奄美大島の海を描いた下の文章のうち、「ハッと目を覚ますと目の前に美」から「があるのです。視覚が最優先。」までの部分を一字一句変えずに抜き出してください。

# 本文抜粋
##########

奄美自由大学の最終日(9日),島料理の昼食をご馳走になった笠利町大笠利のバンガローの2階のベランダから,絶景の奄美大島北端の海を眺めていました。奄美大島のほとんどの海岸は切り立った山がそのまま海になだれこんでいます。が,唯一,島の北端地域は平坦な土地が広がり,海も遠浅で,美しい珊瑚礁がかなりの沖合まで広がっています。ですから,珊瑚礁独特の波打ちがあちこちにみられます。お腹もいっぱい,ビールの酔いもあって,ベランダの外に両足を垂らして坐り,手すりに両腕を重ねて顎を乗せて,美しい珊瑚礁の波打ちの様子を眺めているうちに,何回も眠りに落ちていました。
ハッと目を覚ますと目の前に美しい景色と波打ちの音。ときおり通りすぎていく風がソテツの葉を揺らす音。ただ,それだけ。しかし,意識して眼を閉じると波打ちの音がわたしの全身をつつみこんできます。そして,絶え間なく打ちつづける波打ちの複雑な音の組み合わせが少しずつわかってきます。その音にしばらく耳を傾けて,全身をゆだねてみました。リズムもメロディーもありません。ただ,ひたすら波打ちの音が絶え間なく不規則にくり返されているだけです。そのうちに,わたしのからだは波の音のなかに溶け込んでしまいます。波打つときには波と一緒に海面を転がり,そのあとは海面に浮かんだまま一路,汀に向かって進んでいきます。そして,砂浜の上に置き去りにされてしまいます。そこで,ハッとして眼を開いてしまいます。
すると,こんどは一気にわたしの視覚を美しい珊瑚礁の海が独占してしまいます。と,とたんにわたしの全身をつつんでいた波の音が急に遠ざかり,景色がわたしの意識を独占していきます。そして,波の音は単なるBGMになってしまいます。
眼を閉じると波の音。眼を開くと美しい景色。わたしの意識とは関係なく,わたしを独占する主役が交代してしまいます。つまり,感覚器官のはたらきに優先順位があるのです。視覚が最優先。

##########

# 提供データ

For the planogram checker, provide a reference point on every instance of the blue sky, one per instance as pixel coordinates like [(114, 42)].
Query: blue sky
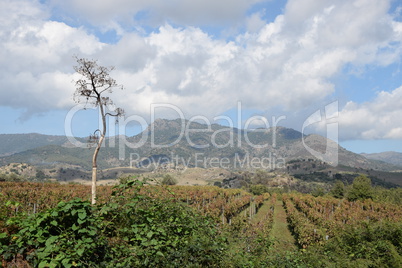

##########

# 解答
ハッと目を覚ますと目の前に美しい景色と波打ちの音。ときおり通りすぎていく風がソテツの葉を揺らす音。ただ,それだけ。しかし,意識して眼を閉じると波打ちの音がわたしの全身をつつみこんできます。そして,絶え間なく打ちつづける波打ちの複雑な音の組み合わせが少しずつわかってきます。その音にしばらく耳を傾けて,全身をゆだねてみました。リズムもメロディーもありません。ただ,ひたすら波打ちの音が絶え間なく不規則にくり返されているだけです。そのうちに,わたしのからだは波の音のなかに溶け込んでしまいます。波打つときには波と一緒に海面を転がり,そのあとは海面に浮かんだまま一路,汀に向かって進んでいきます。そして,砂浜の上に置き去りにされてしまいます。そこで,ハッとして眼を開いてしまいます。
すると,こんどは一気にわたしの視覚を美しい珊瑚礁の海が独占してしまいます。と,とたんにわたしの全身をつつんでいた波の音が急に遠ざかり,景色がわたしの意識を独占していきます。そして,波の音は単なるBGMになってしまいます。
眼を閉じると波の音。眼を開くと美しい景色。わたしの意識とは関係なく,わたしを独占する主役が交代してしまいます。つまり,感覚器官のはたらきに優先順位があるのです。視覚が最優先。